SHORT TASK:
Extract every line of the material that contains the string "yellow".

DATA ROWS:
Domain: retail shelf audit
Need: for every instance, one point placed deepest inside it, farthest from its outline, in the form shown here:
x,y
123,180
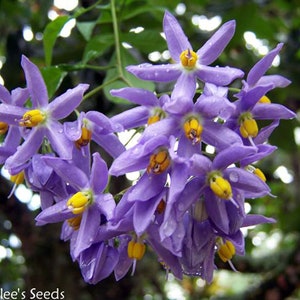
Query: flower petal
x,y
251,185
35,83
176,38
218,75
15,163
99,174
260,68
231,155
65,104
68,172
159,73
59,142
212,49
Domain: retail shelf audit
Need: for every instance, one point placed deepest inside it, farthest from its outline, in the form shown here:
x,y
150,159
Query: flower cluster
x,y
188,203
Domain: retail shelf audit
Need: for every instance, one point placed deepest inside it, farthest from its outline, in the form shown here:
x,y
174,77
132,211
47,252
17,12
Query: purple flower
x,y
253,104
190,65
85,209
12,133
41,120
98,262
97,127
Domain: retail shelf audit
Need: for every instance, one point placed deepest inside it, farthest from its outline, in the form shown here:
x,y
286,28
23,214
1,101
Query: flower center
x,y
226,251
3,127
265,100
248,126
188,59
86,136
18,178
159,162
193,130
32,118
79,202
156,116
220,186
258,172
136,250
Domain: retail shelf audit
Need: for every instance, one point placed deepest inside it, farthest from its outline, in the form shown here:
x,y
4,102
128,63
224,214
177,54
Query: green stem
x,y
117,38
98,88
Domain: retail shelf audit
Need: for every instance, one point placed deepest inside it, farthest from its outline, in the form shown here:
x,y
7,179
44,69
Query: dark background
x,y
34,257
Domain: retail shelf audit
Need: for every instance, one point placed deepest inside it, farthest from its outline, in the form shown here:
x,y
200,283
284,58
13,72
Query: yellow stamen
x,y
32,118
18,178
136,250
3,127
159,162
226,251
75,222
79,202
193,130
188,59
265,100
258,172
248,126
156,116
86,136
221,187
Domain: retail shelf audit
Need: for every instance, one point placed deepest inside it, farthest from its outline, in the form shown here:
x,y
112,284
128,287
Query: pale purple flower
x,y
97,203
189,65
48,126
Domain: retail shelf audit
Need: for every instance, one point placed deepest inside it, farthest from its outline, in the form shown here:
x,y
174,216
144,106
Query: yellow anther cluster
x,y
156,116
3,127
159,162
193,130
258,172
136,250
264,99
18,178
248,127
32,118
75,222
86,136
188,59
226,251
79,202
221,187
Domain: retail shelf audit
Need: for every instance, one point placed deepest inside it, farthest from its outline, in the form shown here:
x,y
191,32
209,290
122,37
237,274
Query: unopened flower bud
x,y
221,187
32,118
136,250
226,251
193,130
85,138
159,162
79,201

CORRECT RESPONSE:
Query: yellow stamen
Query: yellow anther cluster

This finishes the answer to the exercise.